*** Trecho para revisão ***

Estamos chegando àquela idade em que nem é mais preciso tomar um gole de bebida destilada para sentir a cabeça rodando naquela tontura suave que nos arranca da realidade por alguns segundos. Agora, para obter o mesmo efeito, basta levantar da cama com um pouquinho mais de velocidade. Ou, se conseguir, fazer um agachamento e levantar. A sensação é a mesma e nem precisa tira-gosto.
Depois dos 60 anos, a tolerância do corpo ao álcool diminui; a metabolização hepática fica mais lenta, assim como a função renal, o que, entre outras coisas aumenta a tendência a desidratação. E tudo isso sabemos porque tem médico na roda; uns mais, outros menos conscientes.
Mas o pior de tudo é a conversa do bar que vai ficando torta. Ninguém mais fala de futebol, da garota da Playboy (até porque acabou e o pessoal ainda fala da Rose di Primo), das platitudes que fazem a vida valer a pena. É só alguém bobear que alguém logo comenta de uma dorzinha aqui ou ali, de uma condição qualquer, de um remédio recém-lançado.
E como num daqueles clubes sofisticados só para gentil-homens que a gente vê em filme inglês, vai se formando uma confraria. Uma não, várias. Tem os frequentadores de todo dia, os que só podem ir aos sábados, os da quarta à noite, e assim por diante. E em todas elas há um controle de presença.

*** Registros extraídos ***

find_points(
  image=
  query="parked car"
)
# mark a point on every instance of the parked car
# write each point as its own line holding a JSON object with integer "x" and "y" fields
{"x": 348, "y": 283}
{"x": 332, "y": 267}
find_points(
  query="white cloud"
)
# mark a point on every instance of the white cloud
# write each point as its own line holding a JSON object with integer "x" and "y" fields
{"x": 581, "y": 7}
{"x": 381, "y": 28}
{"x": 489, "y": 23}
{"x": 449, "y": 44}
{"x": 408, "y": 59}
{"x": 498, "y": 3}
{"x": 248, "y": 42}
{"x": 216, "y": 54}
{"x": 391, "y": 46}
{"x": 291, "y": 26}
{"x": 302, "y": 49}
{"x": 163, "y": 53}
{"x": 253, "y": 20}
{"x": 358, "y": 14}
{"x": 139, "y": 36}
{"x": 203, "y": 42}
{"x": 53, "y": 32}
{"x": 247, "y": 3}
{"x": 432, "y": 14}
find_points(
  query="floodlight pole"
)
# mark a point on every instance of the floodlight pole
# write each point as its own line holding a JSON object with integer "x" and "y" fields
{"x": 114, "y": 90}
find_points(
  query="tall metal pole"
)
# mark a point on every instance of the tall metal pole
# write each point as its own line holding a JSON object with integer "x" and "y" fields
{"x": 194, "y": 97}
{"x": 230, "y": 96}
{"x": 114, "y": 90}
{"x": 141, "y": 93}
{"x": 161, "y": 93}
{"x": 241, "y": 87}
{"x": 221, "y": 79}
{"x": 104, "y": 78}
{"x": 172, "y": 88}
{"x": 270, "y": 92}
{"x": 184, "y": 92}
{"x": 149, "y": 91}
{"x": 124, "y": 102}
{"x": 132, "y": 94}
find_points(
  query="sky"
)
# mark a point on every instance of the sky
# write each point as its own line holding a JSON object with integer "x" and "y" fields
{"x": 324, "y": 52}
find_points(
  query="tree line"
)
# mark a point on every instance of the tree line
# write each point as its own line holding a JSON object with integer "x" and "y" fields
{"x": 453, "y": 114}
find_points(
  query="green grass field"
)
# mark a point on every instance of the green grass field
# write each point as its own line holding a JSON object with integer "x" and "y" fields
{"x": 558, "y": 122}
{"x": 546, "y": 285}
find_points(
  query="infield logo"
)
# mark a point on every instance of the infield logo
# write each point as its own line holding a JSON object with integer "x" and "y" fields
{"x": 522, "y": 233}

***

Retranscreva do trecho para revisão a parte que começa com "Estamos chegando àquela" e segue até "outros menos conscientes.", sem alterar nada.

Estamos chegando àquela idade em que nem é mais preciso tomar um gole de bebida destilada para sentir a cabeça rodando naquela tontura suave que nos arranca da realidade por alguns segundos. Agora, para obter o mesmo efeito, basta levantar da cama com um pouquinho mais de velocidade. Ou, se conseguir, fazer um agachamento e levantar. A sensação é a mesma e nem precisa tira-gosto.
Depois dos 60 anos, a tolerância do corpo ao álcool diminui; a metabolização hepática fica mais lenta, assim como a função renal, o que, entre outras coisas aumenta a tendência a desidratação. E tudo isso sabemos porque tem médico na roda; uns mais, outros menos conscientes.